Start Records shown

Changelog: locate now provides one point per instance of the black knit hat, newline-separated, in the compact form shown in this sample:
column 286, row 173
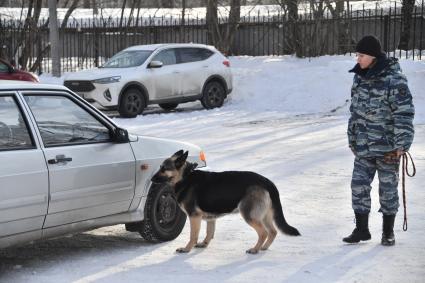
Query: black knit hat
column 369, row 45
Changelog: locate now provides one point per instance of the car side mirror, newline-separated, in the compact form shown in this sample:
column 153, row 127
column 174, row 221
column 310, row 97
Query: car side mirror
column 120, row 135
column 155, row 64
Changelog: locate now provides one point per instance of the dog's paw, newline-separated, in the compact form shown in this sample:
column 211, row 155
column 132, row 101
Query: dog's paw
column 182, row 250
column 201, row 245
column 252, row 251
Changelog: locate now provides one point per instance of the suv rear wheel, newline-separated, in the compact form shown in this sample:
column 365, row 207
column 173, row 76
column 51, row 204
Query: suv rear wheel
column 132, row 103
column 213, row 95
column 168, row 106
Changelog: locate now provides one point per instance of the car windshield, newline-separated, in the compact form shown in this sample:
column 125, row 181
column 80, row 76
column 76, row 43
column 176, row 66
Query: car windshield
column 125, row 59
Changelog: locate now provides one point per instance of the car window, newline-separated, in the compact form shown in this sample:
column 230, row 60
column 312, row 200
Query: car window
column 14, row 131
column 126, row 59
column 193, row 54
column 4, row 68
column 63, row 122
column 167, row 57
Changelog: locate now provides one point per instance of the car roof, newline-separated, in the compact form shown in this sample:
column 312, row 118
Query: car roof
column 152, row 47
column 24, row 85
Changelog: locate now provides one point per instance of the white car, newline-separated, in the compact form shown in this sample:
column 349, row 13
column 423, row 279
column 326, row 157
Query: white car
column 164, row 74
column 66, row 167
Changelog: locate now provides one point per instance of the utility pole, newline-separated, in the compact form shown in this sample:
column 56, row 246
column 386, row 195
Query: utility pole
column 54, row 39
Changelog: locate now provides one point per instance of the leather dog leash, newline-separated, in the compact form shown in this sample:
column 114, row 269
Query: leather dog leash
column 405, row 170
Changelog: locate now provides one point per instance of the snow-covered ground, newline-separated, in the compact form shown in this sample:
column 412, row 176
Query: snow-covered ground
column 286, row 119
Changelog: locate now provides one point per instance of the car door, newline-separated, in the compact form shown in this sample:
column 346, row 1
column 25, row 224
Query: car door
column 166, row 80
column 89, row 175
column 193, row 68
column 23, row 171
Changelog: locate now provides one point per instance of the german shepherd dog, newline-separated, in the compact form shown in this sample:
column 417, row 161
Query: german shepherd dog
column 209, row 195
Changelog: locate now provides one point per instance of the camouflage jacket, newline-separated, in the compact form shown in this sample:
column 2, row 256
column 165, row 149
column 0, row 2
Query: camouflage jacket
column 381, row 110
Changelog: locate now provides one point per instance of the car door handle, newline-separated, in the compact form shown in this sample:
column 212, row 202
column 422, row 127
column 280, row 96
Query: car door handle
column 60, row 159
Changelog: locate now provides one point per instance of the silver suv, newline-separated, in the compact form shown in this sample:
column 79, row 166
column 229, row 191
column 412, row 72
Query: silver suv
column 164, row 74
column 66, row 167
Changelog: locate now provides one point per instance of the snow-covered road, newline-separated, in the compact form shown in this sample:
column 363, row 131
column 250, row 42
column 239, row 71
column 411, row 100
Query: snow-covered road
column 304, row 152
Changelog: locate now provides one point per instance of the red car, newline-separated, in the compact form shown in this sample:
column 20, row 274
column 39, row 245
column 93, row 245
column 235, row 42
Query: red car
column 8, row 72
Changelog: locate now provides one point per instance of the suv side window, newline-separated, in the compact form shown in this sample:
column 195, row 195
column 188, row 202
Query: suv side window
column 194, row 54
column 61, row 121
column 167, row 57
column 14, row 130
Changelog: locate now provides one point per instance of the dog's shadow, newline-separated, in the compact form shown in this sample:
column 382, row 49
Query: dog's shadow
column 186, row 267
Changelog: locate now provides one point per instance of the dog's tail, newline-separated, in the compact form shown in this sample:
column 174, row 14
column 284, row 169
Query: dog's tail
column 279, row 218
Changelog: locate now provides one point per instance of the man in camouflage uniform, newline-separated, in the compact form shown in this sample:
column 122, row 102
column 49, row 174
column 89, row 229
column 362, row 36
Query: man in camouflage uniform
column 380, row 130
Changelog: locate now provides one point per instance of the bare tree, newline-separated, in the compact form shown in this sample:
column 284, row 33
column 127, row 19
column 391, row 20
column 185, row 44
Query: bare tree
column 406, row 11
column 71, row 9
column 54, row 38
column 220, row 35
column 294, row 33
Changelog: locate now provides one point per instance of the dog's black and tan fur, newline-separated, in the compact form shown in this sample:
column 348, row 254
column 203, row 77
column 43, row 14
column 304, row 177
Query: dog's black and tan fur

End Records shown

**What you need to do:**
Update all of the data above by replacing "newline-separated" with "one per line" everywhere and leaving everything else unchanged. Leave the pictures out of your answer.

**Finished task:**
Changelog: locate now provides one point per instance of the black knit hat, one per line, in the compact form shown in this sample:
column 286, row 173
Query: black knit hat
column 369, row 45
Changelog: locate now provides one point per instance of the car side mirror, one per line, in the compact form shown in this sample:
column 153, row 127
column 174, row 221
column 310, row 97
Query: car side mirror
column 120, row 135
column 155, row 64
Changelog: locate now provides one point per instance of the dog's paw, one per line, in the compact form shown in this sample:
column 211, row 155
column 132, row 101
Query: dog's paw
column 182, row 250
column 201, row 245
column 252, row 251
Changelog: locate now provides one point per instance of the suv rear wheel, one per line, in the compact form shown in this sample:
column 365, row 207
column 173, row 76
column 51, row 204
Query: suv rear wheel
column 132, row 103
column 213, row 95
column 168, row 106
Changelog: locate now provides one point per instance of the car windshield, one per line, in the compact form shown in this sample:
column 125, row 181
column 80, row 76
column 76, row 43
column 176, row 66
Query: car windshield
column 125, row 59
Changelog: locate now provides one point per instance of the car window, one per line, in the compact form shown in this sample:
column 230, row 60
column 312, row 200
Query: car window
column 14, row 131
column 126, row 59
column 193, row 54
column 4, row 68
column 63, row 122
column 167, row 57
Changelog: locate now provides one point per instance of the car roof, one per line, in the compact form shown in this sample:
column 312, row 118
Query: car roof
column 152, row 47
column 24, row 85
Changelog: locate now provides one point per instance of the white car, one per line, in the compact form shown in this sample:
column 349, row 13
column 423, row 279
column 326, row 157
Query: white car
column 164, row 74
column 66, row 167
Changelog: locate now provides one point per instance of the utility pole, one per line, in the compact form shown in this sample:
column 56, row 246
column 386, row 195
Query: utility pole
column 54, row 39
Changelog: locate now provides one point per instance of the leather dog leash, one per line, in the compact form shown in this sample:
column 114, row 269
Query: leather dog leash
column 405, row 170
Changelog: locate now provides one point per instance of the snow-covered ground, one per line, in the compact form shown in this sample:
column 412, row 176
Query: snow-covered ground
column 286, row 119
Changelog: locate now provides one point per instance of the car door, one per line, in the compact form shown in this sample:
column 346, row 1
column 25, row 224
Query: car door
column 166, row 80
column 89, row 175
column 193, row 68
column 23, row 171
Changelog: locate now provides one point per instance of the german shepherd dog, one per line, in the compact form shown in this sample:
column 417, row 161
Query: german shepherd dog
column 209, row 195
Changelog: locate now provides one point per instance of the camouflage jacket, one per line, in the compact form shown in this sample:
column 2, row 256
column 165, row 149
column 0, row 2
Query: camouflage jacket
column 381, row 110
Changelog: locate now provides one point per instance of the car door handle, one per line, in the compact form shown in this sample:
column 212, row 202
column 422, row 127
column 280, row 96
Query: car door handle
column 60, row 159
Changelog: locate now provides one point per instance of the silver suv, one per line, in the compact form shown in this sample:
column 79, row 166
column 229, row 191
column 412, row 72
Query: silver suv
column 164, row 74
column 66, row 167
Changelog: locate now provides one point per instance of the snow-covered road, one per line, in the compact form shown in this sample:
column 363, row 131
column 250, row 42
column 239, row 71
column 411, row 100
Query: snow-covered road
column 304, row 152
Changelog: locate now provides one point per instance of the red car, one per line, in the compact form shown in this sample:
column 20, row 274
column 39, row 245
column 93, row 245
column 235, row 42
Query: red car
column 8, row 72
Changelog: locate now provides one point per instance of the suv side window, one per line, in the compact form shown in this sample:
column 195, row 195
column 188, row 202
Query: suv side window
column 194, row 54
column 61, row 121
column 167, row 57
column 14, row 130
Changelog: locate now provides one point per instance of the dog's shadow, one per line, in the compact form shown in this sample:
column 382, row 49
Query: dog's shadow
column 186, row 267
Changelog: locate now provides one point per instance of the dog's tail, one per line, in the compact form shown in this sample:
column 174, row 14
column 284, row 169
Query: dog's tail
column 279, row 218
Changelog: locate now provides one point per instance of the man in camouflage uniform, one per line, in the compact form shown in this sample:
column 122, row 102
column 49, row 174
column 89, row 229
column 362, row 36
Query: man in camouflage uniform
column 380, row 130
Changelog: locate now provides one point per instance of the bare tree, one per line, in the compact form shown in this sample:
column 284, row 33
column 127, row 19
column 391, row 20
column 185, row 44
Query: bare tree
column 406, row 11
column 71, row 9
column 54, row 38
column 220, row 35
column 294, row 33
Changelog: locate now provides one point per instance of the dog's black and tan fur, one per line, in the compact form shown in this sample:
column 348, row 254
column 203, row 77
column 43, row 14
column 304, row 177
Query: dog's black and tan fur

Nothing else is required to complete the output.